One series of comments, which included insults directed at Turkish President Recep Tayyip Erdogan, led a court there to ban the posts in question.
These were just the latest in a series of controversies surrounding Musk's AI chatbot, which has already been accused of promoting racist conspiracy theories.
The CEO of X, Linda Yaccarino, resigned unexpectedly on Wednesday, but there was no known connection to the latest blowup over the Grok chatbot.
Screenshots on X showed several posts made by the bot in which it praised Nazi leader Hitler, who sought to exterminate Jewish people, and claimed Jews promoted "anti-white hate."
The chatbot, developed by Musk's company xAI, was criticized by Jewish advocacy group Anti-Defamation League (ADL) for answering multiple user prompts with the questionable posts.
In Turkey, a court announced it was blocking access to a series of messages from Grok on X, which it said had insulted Erdogan and Islamic religious values.
Musk's AI start-up acknowledged the issues in a post via Grok on X.
"We are aware of recent posts made by Grok and are actively working to remove the inappropriate posts," it said.
"Since being made aware of the content, xAI has taken action to ban hate speech before Grok posts on X."
- Friday upgrade -
Musk posted Wednesday that the incident was prompted by a user who was seeking a controversial statement from Grok "and obviously got it."
Grok was "too eager to please and be manipulated, essentially. That is being addressed," Musk added.
Last Friday he posted to say they had made significant improvements to the Grok chatbot, ahead of the release of the company's latest AI model Grok-4, expected later on Wednesday.
Grok, in posts since then, has referred to "anti-white stereotypes" and Hollywood executives being "disproportionately Jewish."
The ADL criticized the latest posts by the chatbot.
"What we are seeing from Grok LLM right now is irresponsible, dangerous and antisemitic, plain and simple," the ADL said on X.
"This supercharging of extremist rhetoric will only amplify and encourage the antisemitism that is already surging on X and many other platforms."
Jonathan Greenblatt, CEO of ADL, told AFP in a recent interview that from "Amazon to X, from Alphabet to Meta, all these businesses need to be far more proactive because, as they have retreated from moderating the services... things are now far worse."

■ Raw data ■
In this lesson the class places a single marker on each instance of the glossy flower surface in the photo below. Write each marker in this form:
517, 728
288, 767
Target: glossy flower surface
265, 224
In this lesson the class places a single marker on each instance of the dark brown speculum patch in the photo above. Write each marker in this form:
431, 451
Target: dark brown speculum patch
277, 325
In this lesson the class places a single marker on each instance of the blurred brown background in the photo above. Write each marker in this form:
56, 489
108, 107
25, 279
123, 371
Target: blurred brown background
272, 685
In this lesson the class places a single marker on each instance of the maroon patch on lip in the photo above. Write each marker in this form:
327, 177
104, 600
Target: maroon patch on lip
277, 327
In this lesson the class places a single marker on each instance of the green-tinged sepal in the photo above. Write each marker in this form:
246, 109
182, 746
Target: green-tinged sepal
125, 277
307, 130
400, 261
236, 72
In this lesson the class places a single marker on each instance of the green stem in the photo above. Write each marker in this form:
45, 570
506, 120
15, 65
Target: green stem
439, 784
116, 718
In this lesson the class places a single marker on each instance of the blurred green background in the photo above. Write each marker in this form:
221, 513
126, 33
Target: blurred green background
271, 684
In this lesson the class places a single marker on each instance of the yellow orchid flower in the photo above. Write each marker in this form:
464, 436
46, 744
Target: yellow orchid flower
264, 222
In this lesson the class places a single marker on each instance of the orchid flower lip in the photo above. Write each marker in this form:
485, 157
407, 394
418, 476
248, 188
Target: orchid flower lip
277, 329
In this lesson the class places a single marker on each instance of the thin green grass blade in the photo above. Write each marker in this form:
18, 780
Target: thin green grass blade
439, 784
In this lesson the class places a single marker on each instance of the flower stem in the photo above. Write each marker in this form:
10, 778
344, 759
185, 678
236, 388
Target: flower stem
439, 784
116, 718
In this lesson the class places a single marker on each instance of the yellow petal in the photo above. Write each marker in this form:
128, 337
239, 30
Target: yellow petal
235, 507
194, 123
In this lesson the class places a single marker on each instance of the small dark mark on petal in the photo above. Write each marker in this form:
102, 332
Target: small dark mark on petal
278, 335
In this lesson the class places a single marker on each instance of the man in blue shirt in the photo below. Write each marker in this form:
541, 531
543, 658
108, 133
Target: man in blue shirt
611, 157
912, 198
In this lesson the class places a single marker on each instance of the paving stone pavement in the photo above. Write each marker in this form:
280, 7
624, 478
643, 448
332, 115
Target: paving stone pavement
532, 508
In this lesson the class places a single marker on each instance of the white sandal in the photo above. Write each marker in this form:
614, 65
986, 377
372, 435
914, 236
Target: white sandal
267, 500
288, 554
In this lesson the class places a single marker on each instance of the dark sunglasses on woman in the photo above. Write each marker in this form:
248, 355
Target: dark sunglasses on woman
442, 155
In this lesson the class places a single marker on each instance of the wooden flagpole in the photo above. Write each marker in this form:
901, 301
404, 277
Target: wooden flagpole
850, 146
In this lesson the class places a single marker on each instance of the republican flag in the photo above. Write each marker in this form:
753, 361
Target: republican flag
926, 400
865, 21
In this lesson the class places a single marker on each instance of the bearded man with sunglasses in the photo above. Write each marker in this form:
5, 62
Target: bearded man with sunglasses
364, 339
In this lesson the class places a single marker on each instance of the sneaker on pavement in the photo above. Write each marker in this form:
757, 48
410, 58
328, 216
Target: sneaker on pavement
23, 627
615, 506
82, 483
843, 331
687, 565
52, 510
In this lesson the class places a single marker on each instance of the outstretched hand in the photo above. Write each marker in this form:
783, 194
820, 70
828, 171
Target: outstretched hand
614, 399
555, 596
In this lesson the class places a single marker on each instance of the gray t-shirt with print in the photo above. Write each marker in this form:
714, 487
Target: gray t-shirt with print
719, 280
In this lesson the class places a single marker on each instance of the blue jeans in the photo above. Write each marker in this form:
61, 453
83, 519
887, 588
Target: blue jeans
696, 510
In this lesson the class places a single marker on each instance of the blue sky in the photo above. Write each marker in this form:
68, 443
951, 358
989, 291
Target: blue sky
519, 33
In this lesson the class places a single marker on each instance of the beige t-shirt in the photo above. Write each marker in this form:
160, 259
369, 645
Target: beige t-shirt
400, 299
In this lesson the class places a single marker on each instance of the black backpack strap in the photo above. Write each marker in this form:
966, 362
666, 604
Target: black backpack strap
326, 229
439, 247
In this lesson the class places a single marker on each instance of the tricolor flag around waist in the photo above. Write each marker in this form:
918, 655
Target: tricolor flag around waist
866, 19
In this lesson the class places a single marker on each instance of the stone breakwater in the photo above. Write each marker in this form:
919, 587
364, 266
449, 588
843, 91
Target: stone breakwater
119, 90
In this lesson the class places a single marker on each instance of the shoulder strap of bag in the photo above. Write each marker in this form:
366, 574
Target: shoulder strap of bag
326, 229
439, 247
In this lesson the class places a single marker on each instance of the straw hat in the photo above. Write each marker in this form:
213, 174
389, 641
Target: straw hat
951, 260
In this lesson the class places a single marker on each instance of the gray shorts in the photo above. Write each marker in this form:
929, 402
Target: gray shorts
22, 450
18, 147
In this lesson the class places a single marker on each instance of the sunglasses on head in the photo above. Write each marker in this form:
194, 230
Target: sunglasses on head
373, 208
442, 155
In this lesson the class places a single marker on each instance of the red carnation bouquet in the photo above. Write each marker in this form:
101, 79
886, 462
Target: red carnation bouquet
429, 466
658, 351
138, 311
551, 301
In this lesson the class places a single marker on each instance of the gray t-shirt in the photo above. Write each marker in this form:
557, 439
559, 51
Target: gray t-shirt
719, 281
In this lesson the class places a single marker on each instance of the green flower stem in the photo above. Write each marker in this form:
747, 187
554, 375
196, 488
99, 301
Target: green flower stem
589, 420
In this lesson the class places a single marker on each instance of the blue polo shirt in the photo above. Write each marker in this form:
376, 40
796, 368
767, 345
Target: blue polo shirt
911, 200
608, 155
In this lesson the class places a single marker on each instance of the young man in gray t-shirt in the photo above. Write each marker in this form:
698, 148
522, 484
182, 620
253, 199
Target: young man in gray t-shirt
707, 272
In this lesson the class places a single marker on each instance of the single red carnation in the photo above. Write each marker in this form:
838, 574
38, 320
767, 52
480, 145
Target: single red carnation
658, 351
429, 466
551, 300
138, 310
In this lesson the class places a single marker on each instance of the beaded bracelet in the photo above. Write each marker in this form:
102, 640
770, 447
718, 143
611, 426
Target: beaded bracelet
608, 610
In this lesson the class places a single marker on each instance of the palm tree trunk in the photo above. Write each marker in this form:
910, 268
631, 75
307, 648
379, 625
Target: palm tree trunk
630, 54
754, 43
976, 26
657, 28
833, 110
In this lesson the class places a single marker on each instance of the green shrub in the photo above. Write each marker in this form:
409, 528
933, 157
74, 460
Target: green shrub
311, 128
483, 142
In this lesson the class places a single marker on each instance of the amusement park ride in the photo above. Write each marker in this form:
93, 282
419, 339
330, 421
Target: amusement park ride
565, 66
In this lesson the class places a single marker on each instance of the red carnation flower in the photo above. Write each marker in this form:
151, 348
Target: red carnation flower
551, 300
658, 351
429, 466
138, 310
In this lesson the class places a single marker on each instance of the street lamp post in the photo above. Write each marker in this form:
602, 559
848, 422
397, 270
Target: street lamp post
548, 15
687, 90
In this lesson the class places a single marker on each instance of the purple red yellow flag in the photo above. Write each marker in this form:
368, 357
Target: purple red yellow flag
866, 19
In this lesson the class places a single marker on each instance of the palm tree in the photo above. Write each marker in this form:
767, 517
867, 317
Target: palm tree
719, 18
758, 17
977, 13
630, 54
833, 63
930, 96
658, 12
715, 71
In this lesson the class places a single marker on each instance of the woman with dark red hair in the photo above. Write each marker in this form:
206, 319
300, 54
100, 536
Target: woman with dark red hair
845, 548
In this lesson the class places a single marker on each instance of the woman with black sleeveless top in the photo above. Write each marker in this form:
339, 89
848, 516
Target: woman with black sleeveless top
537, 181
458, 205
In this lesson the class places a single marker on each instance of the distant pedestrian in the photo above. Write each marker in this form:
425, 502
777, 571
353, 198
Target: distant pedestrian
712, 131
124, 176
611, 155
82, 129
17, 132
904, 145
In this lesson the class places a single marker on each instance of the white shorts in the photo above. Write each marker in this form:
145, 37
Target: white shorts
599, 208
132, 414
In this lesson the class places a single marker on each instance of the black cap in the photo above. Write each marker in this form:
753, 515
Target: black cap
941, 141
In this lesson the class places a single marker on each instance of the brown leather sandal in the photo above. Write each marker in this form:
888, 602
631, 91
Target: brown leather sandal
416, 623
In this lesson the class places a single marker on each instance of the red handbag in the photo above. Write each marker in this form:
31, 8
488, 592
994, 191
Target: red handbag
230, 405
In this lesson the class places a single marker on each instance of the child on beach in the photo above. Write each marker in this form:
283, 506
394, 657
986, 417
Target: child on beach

■ Task prompt ■
In the article about the Grok chatbot, what did the court in Turkey say the blocked messages had insulted?

■ Answer ■
Erdogan and Islamic religious values.